Look through the material below and copy exactly the lines from the line with "As a courtesy, could you identify the dense" to the line with "As a courtesy, could you identify the boat", those two lines included.

◆ PROVIDED DATA
# # # # #
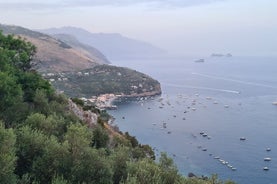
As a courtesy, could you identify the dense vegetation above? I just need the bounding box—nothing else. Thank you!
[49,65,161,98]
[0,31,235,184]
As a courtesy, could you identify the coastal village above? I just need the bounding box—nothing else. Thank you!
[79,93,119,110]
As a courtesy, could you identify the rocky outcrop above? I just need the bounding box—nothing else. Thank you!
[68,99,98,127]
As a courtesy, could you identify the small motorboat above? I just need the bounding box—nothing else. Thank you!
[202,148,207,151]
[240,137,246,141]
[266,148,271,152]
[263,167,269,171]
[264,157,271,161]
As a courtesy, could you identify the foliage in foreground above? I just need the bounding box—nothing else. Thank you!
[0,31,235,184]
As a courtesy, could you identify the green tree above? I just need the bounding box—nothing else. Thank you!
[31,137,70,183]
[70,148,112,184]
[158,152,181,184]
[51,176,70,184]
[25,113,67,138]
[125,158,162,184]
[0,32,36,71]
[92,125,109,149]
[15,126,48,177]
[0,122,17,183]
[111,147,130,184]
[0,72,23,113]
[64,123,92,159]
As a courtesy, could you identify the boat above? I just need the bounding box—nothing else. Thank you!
# # # # #
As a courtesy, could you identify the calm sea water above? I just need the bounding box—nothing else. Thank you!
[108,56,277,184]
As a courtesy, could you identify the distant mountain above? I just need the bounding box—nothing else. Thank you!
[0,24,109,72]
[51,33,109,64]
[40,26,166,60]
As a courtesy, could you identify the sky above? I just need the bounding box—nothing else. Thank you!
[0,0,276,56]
# # # # #
◆ ANSWER AREA
As a courtesy, could you identify the dense vegetation above? I just need the bounding box—nothing else. Thank you!
[49,65,161,98]
[0,31,235,184]
As a courtesy, could you identify the coastal village above? I just need the bounding box—nothing else. Thank you!
[79,93,119,110]
As a courtesy, could you identify the rocky outcrop above? I just need the bounding box—nothing else. Thank you!
[68,99,98,127]
As a courtesy, could you identify the small motorboat above? I just need the bounding box—nothing else. Thank you!
[202,148,207,151]
[240,137,246,141]
[266,148,271,152]
[263,167,269,171]
[264,157,271,161]
As a courtesy, could you identify the foliage in foreground above? I just need the bounding box—nothing else. Thank you!
[0,31,235,184]
As a courtesy, could you identify the green tree above? I just need the bounding box—nothing else. Thank you!
[31,137,70,183]
[70,148,112,184]
[158,152,181,184]
[51,176,70,184]
[25,113,67,138]
[125,158,162,184]
[0,32,36,71]
[92,125,109,149]
[15,126,48,177]
[0,122,17,183]
[111,147,130,184]
[0,72,23,113]
[64,123,92,159]
As a courtesy, could you identify the boat above? I just need the bounding box—nothing else. Thank you!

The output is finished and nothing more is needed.